- DOCUMENTO
O capítulo “Um homem gordo” é recheado de construções primorosas. “Passava gente correndo no rumo do Alto da Conceição. Vinha dos lados da cidade. As bodegas, espremidas entre as casas, onde feixes e feixes de lenha se alinhavam aos montes nos ângulos das paredes, eram invadidas e as achas desapareciam, sorvidas pela massa deslizando desordenada, deixando para trás um zumbido de abelhas assanhadas”. O ataque à residência do perseguido: “A massa avançou contra as portas inseguras. As janelas desabaram com estrondo, as portas abriram-se, arriando sobre os batentes. Pelas goelas das portas e pelos buracos das janelas, pobres móveis imprestáveis eram atirados e iam de encontro às pedras nuas debaixo de um céu mudo”.

“Os acontecimentos entravam-lhe pelos nervos adentro como verruma, dando-lhe vontade de ir embora... Mossoró não tinha futuro. Longe, em outros lugares, pelo menos não existia essa certeza de não ser nada, de não mudar as coisas” – Ladislau, ou Milton?, cansado.

Autobiografia de Milton

Todo romance tem um quê de autobiográfico, disto nenhum escritor há de escapar. Com Milton Pedrosa não foi diferente. O tecido narrativo toma, de empréstimo, cenas e fatos da geração de Pedrosa, grande parte da narrativa se desenvolve entre 1920 e 1930. História e estória convivem num entrelaçamento bem equilibrado. Tipos e personagens trazem a força de quem leva a vida a pulsar dentro de si.

Mossoró, entreposto comercial. “Cavalos, burros e jumentos arrastavam-se magros, secos, os ossos espetando a pele... tomados por aquele desalento que dominava os homens, os animais e a terra”. A poeira fina, marca registrada da cidade: “Mossoró vivia na sua modorra, as ruas desertas e nuas. Quando o sol a pino fuzilava nas pedras e o ‘Nordeste’ seco espalhava a poeira de casa adentro, a tristeza crescia ainda mais. Parecia vir de longe no bojo do vento”.

- DADOS FORNECIDOS

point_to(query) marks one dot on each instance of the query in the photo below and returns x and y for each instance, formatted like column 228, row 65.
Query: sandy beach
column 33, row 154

- INSTRUÇÃO
Retome o texto sobre o romance de Milton Pedrosa e continue a escrita a partir da última frase dele.

- RESULTADO DA TAREFA
Finalmente, a partida. “ Vai para o Rio de Janeiro...” A noite toda ouvindo a voz descrente: “’ Qual! Você não sai é daqui. Com essa moleza!’ Procurava esquecer, mas o motejo do outro inchava em sua cabeça”. O encontro com Nicácio no Rio, e a desilusão. Em seguida, a conversa com o escritor Bezerra Lopes. “O poeta era a primeira pessoa a descer até ele para explicar as coisas”. O desabafo de Nicácio: “ Umas bestas! Você ainda está com ilusão. São todos uns vendidos!”. “De repente, tudo aquilo esfumou-se... o poeta deixou de existir, no espaço surgiram grandes e negros urubus”. E a esperança dava lugar ao desespero.

Quando na multidão, “olhava ao redor, e que distinguia? Seus olhos apenas viam tristezas na face do próximo. O riso não passava da amargura humana sob disfarce, o mundo não era o que esperava dele... Procurava misturar-se, igualar-se aos demais, fundir-se no todo, e percebia que jamais o conseguiria”. E tal singularidade em Ladislau roía-lhe a carne e o juízo. “Na casa de Bezerra Lopes, o poeta estendeu-lhe a mão. E ele apertou-a, como algum náufrago se agarra a uma esperança salvadora”. Mas somente o homem salva a si mesmo. “Não. Não adiantava. Sua vida vinha era de dentro para fora. Da criança de pés descalços nas ruas largas e vazias da cidade humilde, onde ninguém sabia o que fazer do tempo, e os meninos se educavam com as histórias de cangaceiros, de buracos de balas, de furos de faca, de surras dadas pela polícia, de pedidos para votar em doutor fulano para deputado, da pobreza e da fome. Sim, da pobreza e da fome...”. E seguimos o calvário de Ladislau, descrito de forma respeitosa pela pena de Pedrosa. “ Não se esqueça da gente”, dizem milhões de donas Hildas, espectros de sua madrasta, e “a noite envelhece”.

Milton Pedrosa. “De lá de Mossoró, ele saíra. Não podia sair dele próprio. Do que ficava por dentro. Disso não tinha conseguido fugir, libertar-se definitivamente... O vazio que sentia era um peso obrigando-o a refugiar-se no passado. Era um rio onde outras vidas vinham a se despejar.” E nas pegadas desses passos cegos é que formou a riqueza telúrica desta grande obra. O romance de Mossoró.

Honra imerecida

Hoje, imerecidamente, passo a ocupar a cadeira de número 30, da Academia Mossoroense de Letras (AMOL), cujo patrono é o ícone da imprensa mossoroense Jeremias Nogueira da Rocha, e o seu primeiro ocupante foi ninguém menos do que um dos maiores homens das letras desta terra de Santa Luzia: o contista, cronista, novelista, romancista Milton de Albuquerque Pedrosa. Nascido em Mossoró, aos 17 de novembro de 1911; sim, estamos no ano do seu centenário de nascimento, e a ele rendo todas as graças e vivas desta noite.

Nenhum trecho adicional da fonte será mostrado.